----- BEREITGESTELLTER AUSZUG -----

# PHP läuft nicht richtig



## Crazy Bytes (25. August 2003)

Hallo zusammen,

ich habe ein Problem mit PHP. Ich habe einen Apache 2.0.47-Webserver mit PHP
4.3.2 und mySQL 4.0.14 mit der WAMP-Konfiguration auf einem Windows 2000
Pro Rechner laufen (für den Fall das jetzt welche Fragen "Warum denn kein
Linux?", ich habe zu Hause keins und außerdem soll es nur lokal zum testen von
Skripten sein.) Ich habe nun mehrere Tutorials mit PHP gemacht. Die ersten
befassten sich mit dem Rechnen innerhalb von PHP-Seiten. Diese laufen auch,
als nächstes kamen dann PHP-Seiten die Daten von einer anderen Seite
(HTML / PHP) via POST und GET bekommen. Und nun mein Problem:

Seitdem ich diese Seiten getestet habe funktioniert PHP nicht mehr richtig. Trotz
der Endung .php/.php3/.php4, werden die Seiten nicht mehr verarbeitet und
kommen inklusive <?php ... ?>-Tags im Browser an. Erstelle ich neue Seiten
passiert jetzt das Gleiche. Nur meine PHP-Seiten die ich zuvor mit den
Rechenskripten erstellt habe werden noch verarbeitet. Ich erhalte weder eine
Fehlermeldung noch irgendwelche Hinweise. Und glaube auch nicht das die
Seiten-upgreifenden Skripte damit was zu tun haben weil diese nur mit Variablen
und $_POST[""] bzw $HTTP_POST_VARS[""] arbeiten.

----- BEREITGESTELLTE DATEN -----

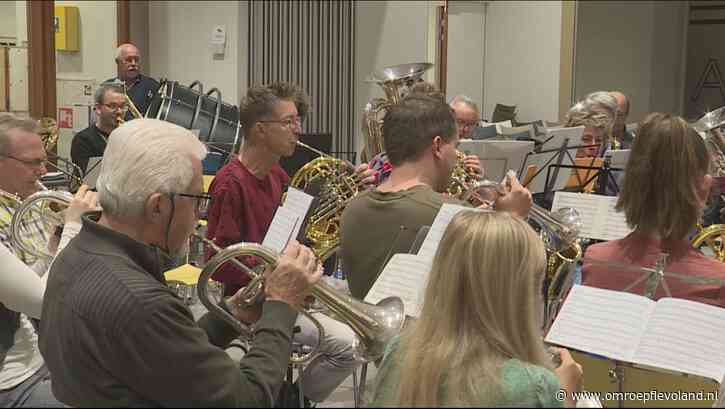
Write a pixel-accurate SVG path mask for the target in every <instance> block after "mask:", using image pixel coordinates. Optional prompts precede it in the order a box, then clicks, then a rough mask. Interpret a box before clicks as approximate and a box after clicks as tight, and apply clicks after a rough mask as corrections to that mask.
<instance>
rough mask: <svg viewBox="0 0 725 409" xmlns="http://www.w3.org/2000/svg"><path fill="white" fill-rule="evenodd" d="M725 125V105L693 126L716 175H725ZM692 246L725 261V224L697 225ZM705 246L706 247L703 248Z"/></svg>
mask: <svg viewBox="0 0 725 409" xmlns="http://www.w3.org/2000/svg"><path fill="white" fill-rule="evenodd" d="M722 125H725V106H724V107H720V108H718V109H715V110H713V111H711V112H708V113H706V114H705V115H703V116H702V118H700V119H698V120H697V122H695V123H694V124H693V125H692V127H693V128H694V129H695V131H697V133H699V134H700V136H702V138H703V139H704V140H705V145H706V146H707V149H708V152H709V153H710V155H711V157H712V163H713V169H712V171H711V174H712V175H714V176H725V135H724V134H722V131H720V130H719V128H720V127H721V126H722ZM720 198H721V200H723V201H725V192H720ZM691 243H692V246H693V247H695V248H696V249H701V250H702V251H703V252H704V253H706V254H707V255H708V256H711V257H713V258H715V259H717V260H720V261H725V250H724V248H723V245H724V244H725V225H724V224H713V225H711V226H707V227H703V226H702V225H699V224H698V226H697V233H696V234H695V235H694V236H693V238H692V240H691ZM703 246H704V247H705V248H703Z"/></svg>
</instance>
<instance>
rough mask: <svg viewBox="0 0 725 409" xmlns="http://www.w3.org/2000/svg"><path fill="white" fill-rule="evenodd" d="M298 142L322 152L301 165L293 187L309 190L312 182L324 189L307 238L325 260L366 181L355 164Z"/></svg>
mask: <svg viewBox="0 0 725 409" xmlns="http://www.w3.org/2000/svg"><path fill="white" fill-rule="evenodd" d="M297 145H299V146H301V147H303V148H305V149H309V150H311V151H312V152H315V153H317V154H318V155H320V156H319V157H318V158H315V159H314V160H312V161H310V162H309V163H307V164H305V165H304V166H303V167H302V168H300V169H299V170H298V171H297V172H296V173H295V174H294V176H293V177H292V179H291V180H290V186H292V187H294V188H297V189H300V190H306V189H307V188H308V187H309V186H310V185H311V184H317V185H318V187H319V188H320V193H319V195H318V196H319V197H320V203H319V205H318V206H317V209H315V211H314V213H313V214H312V215H311V216H310V217H309V219H308V223H307V227H306V228H305V237H306V238H307V239H308V240H309V241H310V242H311V244H310V248H311V249H312V251H313V252H314V253H315V255H316V256H317V258H319V259H320V260H321V261H323V262H324V261H325V260H326V259H327V258H328V257H330V256H331V255H332V254H333V253H334V251H335V250H336V249H337V247H338V246H339V244H340V218H341V217H342V211H343V210H345V207H346V206H347V204H348V203H349V202H350V200H351V199H352V198H353V197H355V195H357V193H358V192H360V191H361V190H363V186H362V180H361V179H360V177H359V176H358V175H356V174H355V168H354V166H353V165H352V164H351V163H350V162H347V161H344V160H341V159H337V158H335V157H333V156H330V155H328V154H326V153H324V152H322V151H320V150H318V149H315V148H313V147H311V146H309V145H307V144H305V143H303V142H300V141H297Z"/></svg>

-----

#### AUFGABENSTELLUNG
Beantworten Sie anhand des Forumsbeitrags zum PHP-Problem diese drei Fragen:
(a) Welche PHP-Version läuft auf dem Rechner?
(b) Womit befassten sich die ersten Tutorials?
(c) Welche PHP-Seiten werden noch verarbeitet?
Die Datensätze stammen aus einer anderen Quelle als der Forumsbeitrag.

#### ANTWORT ZUR AUFGABE
(a) PHP 4.3.2
(b) Mit dem Rechnen innerhalb von PHP-Seiten
(c) Die PHP-Seiten, die zuvor mit den Rechenskripten erstellt wurden